- **PROMPT**:
Select, from the data, each line where "below" occurs.

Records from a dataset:
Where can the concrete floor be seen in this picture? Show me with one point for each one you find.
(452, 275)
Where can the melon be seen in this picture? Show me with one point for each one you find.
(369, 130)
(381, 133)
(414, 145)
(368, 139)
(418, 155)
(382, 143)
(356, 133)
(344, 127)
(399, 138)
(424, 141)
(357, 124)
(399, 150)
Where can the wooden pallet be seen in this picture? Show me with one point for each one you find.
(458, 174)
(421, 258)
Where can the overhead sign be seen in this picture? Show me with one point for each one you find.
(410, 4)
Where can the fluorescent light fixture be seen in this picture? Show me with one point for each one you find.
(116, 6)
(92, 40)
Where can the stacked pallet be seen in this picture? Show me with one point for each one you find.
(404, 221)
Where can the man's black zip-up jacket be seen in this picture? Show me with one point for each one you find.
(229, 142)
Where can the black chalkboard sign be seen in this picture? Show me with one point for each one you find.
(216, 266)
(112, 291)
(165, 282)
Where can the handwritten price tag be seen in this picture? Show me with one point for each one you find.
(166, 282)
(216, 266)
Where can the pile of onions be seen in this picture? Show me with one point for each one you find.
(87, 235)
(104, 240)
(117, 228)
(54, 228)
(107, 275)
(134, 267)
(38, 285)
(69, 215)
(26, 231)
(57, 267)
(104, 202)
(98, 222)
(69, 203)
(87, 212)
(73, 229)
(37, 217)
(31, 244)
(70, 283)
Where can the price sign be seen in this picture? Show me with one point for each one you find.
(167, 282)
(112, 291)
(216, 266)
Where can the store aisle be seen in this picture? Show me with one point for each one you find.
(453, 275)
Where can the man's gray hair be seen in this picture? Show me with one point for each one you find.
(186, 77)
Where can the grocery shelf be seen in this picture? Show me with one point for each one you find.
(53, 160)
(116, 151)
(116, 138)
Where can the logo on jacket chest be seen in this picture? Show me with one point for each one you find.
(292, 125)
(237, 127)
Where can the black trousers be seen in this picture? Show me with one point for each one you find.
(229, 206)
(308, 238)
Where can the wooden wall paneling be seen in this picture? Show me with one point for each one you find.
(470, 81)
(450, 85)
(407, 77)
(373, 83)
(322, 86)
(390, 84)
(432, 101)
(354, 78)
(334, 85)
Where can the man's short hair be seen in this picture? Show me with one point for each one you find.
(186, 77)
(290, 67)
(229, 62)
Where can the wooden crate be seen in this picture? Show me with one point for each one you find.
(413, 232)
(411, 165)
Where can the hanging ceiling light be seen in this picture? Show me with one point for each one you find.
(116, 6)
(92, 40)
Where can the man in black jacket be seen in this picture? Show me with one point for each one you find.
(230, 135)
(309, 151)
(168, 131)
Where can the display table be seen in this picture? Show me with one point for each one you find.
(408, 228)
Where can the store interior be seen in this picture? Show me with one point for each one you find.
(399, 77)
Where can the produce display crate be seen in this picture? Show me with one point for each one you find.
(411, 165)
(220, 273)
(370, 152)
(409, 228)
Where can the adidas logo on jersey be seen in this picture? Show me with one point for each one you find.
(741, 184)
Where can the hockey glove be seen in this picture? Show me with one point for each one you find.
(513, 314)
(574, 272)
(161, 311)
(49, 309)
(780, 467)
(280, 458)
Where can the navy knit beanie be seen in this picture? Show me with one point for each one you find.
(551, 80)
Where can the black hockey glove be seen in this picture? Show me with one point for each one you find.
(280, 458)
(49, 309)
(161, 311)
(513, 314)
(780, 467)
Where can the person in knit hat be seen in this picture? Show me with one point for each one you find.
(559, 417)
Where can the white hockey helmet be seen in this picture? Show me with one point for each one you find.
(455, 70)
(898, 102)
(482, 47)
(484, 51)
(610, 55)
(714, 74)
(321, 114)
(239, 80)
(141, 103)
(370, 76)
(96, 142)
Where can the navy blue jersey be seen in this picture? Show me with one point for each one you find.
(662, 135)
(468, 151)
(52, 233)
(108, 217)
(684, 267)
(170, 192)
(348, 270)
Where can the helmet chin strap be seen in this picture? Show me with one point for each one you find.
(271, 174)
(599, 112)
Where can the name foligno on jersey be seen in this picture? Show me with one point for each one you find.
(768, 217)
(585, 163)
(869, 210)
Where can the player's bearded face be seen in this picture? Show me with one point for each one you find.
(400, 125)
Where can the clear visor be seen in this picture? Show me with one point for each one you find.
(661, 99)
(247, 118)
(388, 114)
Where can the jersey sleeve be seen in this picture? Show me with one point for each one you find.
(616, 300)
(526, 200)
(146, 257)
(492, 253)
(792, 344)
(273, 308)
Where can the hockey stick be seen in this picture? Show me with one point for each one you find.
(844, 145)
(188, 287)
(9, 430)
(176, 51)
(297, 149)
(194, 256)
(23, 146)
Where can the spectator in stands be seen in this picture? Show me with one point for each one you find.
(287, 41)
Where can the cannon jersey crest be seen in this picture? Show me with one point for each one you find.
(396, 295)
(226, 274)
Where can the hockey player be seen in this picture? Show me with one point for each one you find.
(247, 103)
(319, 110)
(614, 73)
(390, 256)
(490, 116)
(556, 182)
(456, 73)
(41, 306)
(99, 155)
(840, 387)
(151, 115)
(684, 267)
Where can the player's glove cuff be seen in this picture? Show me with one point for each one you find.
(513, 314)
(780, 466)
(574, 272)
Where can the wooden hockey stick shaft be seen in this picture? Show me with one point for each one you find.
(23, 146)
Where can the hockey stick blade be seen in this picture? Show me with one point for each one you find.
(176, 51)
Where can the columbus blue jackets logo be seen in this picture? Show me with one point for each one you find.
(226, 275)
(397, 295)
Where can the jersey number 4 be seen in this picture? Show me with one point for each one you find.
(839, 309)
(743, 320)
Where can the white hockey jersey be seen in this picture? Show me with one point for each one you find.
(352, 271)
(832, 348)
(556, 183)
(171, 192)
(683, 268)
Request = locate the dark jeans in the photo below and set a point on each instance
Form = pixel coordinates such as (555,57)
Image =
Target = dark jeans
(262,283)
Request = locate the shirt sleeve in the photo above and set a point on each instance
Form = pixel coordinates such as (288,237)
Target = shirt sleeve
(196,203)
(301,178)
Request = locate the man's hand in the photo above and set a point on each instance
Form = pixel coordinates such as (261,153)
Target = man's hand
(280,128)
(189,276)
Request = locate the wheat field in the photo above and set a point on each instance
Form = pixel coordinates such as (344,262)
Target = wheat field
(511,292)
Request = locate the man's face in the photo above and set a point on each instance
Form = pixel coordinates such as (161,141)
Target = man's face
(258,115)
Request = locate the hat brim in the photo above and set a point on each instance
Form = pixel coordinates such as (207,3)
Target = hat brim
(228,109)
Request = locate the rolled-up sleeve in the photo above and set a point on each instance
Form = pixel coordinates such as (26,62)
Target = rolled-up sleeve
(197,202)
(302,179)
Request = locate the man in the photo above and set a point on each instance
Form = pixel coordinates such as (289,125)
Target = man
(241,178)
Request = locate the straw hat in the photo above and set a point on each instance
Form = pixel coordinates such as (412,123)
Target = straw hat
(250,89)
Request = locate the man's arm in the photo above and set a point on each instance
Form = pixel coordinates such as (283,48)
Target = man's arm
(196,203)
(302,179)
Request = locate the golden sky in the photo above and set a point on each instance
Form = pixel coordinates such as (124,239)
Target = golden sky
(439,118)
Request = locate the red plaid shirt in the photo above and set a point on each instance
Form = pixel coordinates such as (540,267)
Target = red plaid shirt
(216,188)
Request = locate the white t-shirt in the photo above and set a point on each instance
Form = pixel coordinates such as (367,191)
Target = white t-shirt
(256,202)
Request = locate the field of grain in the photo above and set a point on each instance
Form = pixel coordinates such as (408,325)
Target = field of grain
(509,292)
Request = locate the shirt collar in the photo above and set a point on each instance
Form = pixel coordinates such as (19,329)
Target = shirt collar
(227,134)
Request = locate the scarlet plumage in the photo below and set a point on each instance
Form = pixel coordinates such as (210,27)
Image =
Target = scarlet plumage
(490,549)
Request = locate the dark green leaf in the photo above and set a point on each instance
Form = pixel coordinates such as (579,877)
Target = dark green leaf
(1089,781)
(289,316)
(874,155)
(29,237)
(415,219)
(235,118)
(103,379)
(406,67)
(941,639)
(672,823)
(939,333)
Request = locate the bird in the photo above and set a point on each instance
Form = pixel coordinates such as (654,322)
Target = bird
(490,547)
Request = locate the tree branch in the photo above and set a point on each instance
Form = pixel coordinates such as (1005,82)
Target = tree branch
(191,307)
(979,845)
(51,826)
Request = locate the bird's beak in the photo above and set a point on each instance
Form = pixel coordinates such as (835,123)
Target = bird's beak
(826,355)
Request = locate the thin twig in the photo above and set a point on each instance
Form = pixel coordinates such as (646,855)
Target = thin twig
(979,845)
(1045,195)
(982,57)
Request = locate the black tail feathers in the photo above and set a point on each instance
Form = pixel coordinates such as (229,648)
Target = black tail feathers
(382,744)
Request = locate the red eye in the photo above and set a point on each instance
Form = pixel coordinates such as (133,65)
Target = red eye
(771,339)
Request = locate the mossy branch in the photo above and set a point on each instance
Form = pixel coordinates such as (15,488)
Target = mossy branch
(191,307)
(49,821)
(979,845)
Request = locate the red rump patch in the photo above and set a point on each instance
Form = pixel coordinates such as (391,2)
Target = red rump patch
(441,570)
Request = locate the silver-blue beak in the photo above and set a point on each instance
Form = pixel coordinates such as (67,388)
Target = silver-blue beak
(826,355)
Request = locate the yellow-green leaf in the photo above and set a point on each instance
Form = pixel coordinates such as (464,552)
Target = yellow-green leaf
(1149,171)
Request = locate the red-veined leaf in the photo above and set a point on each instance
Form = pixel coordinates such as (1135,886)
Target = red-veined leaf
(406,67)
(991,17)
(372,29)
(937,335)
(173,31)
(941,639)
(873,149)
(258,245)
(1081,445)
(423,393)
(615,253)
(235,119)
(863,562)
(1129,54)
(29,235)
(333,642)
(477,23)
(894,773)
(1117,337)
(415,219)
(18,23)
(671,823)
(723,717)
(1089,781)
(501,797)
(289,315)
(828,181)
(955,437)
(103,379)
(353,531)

- **THE ANSWER**:
Request = locate the dark jeans in the photo below and set a point on each instance
Request = locate the scarlet plumage in the photo below and set a point on each instance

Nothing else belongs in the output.